Reproduce the data below in full and exclude every picture.

※ ※ ※

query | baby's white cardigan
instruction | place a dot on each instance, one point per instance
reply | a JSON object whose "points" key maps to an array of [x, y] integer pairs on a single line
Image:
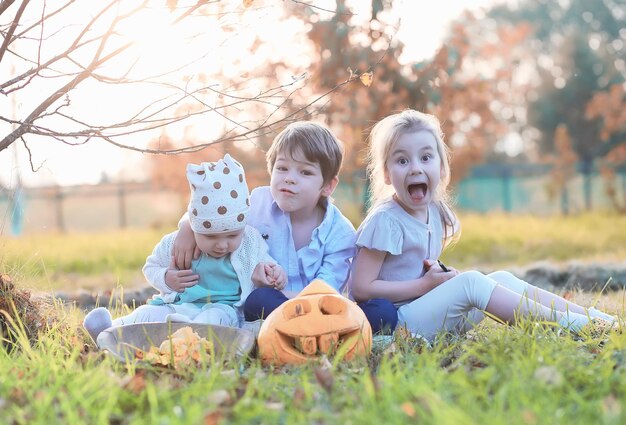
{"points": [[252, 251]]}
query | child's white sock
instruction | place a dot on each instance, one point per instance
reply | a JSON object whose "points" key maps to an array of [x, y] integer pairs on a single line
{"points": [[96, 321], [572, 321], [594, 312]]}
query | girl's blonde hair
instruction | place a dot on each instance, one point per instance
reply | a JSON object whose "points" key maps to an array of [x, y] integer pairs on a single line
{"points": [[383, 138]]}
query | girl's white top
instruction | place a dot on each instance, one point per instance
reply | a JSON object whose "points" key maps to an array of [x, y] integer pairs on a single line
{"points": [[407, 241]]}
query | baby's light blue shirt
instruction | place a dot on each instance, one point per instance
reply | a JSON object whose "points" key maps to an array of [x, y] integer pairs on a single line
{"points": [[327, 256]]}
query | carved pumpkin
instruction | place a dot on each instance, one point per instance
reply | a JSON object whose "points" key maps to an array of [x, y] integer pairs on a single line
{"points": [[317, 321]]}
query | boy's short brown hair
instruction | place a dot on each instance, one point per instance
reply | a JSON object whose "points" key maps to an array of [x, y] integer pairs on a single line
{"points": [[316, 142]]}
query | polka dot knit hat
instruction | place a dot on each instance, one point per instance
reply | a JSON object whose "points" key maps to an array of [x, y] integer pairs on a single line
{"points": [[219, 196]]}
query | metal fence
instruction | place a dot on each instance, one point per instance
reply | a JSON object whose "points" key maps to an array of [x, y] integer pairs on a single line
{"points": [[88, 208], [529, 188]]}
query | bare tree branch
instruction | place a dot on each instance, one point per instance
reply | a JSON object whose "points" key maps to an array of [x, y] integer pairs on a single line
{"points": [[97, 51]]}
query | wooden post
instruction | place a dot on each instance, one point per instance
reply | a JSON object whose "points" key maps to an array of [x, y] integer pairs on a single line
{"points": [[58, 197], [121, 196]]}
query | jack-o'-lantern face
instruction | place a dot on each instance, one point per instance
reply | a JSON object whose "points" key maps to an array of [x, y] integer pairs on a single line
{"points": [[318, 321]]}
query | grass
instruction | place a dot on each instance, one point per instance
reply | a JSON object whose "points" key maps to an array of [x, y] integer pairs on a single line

※ ※ ※

* [WRITTEN REPLY]
query | baby's white cardigan
instruction | place a dot on each instance, one point per instance
reply | a JSON object whose "points" key maps to an array of [x, y] integer pairs on a single line
Image:
{"points": [[252, 251]]}
query | child's white sock
instruction | place a dot on each instance, one point per instance
reply | a JSON object whose "points" key maps to an array of [x, y] integer pairs on a single line
{"points": [[96, 321], [572, 321], [594, 312]]}
query | girl's blonde hair
instruction | place a dot on each instance, one point per instance
reply | a JSON object whose "points" key maps to an array of [x, y] integer pairs on a single line
{"points": [[383, 138]]}
query | girl's white top
instruction | place a dot on each instance, one point per instance
reply | a JSON object whose "points" key maps to an array of [x, y] integer pairs on a single line
{"points": [[407, 241]]}
query | baby's light blue shirt
instruction | place a dot on each instance, one point per instance
reply | a JSON object whose "points" key maps to an array of [x, y] integer pairs on a single line
{"points": [[327, 256]]}
query | carved pumpkin
instruction | place a dot on each instance, one point per instance
reply | a JSON object whose "points" key maps to an array of [x, y] integer pairs on a single line
{"points": [[317, 321]]}
query | boy's short brown hair
instruction | place a dot on each instance, one point per instance
reply | a JSON object whose "points" key maps to an array of [x, y] integer pairs on a single line
{"points": [[316, 142]]}
query | polka dot knit hat
instruction | place a dot on each instance, one point per instance
reply | a JSON object whose "points" key maps to an array of [x, y] integer pairs on a single line
{"points": [[219, 196]]}
query | metal fence
instruction | place a dot on each instance, one point per instance
reply | a JSON object whose "points" key maps to an array of [x, y] integer pairs on a single line
{"points": [[88, 208], [529, 188]]}
query | bare tree branch
instruction | place a dot on each instance, one point per instance
reply | a JSON object whose "points" key maps to an array of [x, y] integer pairs on a single line
{"points": [[97, 51]]}
query | wooden post
instruction | place a dot on each instance, one point per instance
reply | a JSON object whose "points" key maps to an array of [x, y] integer pairs on a single line
{"points": [[58, 197], [121, 196]]}
query | jack-o'-lantern face
instruction | place a dot on each instance, one point per instance
reply | a JSON object whose "points" key maps to an array of [x, y] integer pairs on a single line
{"points": [[318, 321]]}
query | grass
instruction | place a dot on each instance, one point per instance
reply | a JSON object whose "points" key maps to an array of [x, y] integer pairs on a single line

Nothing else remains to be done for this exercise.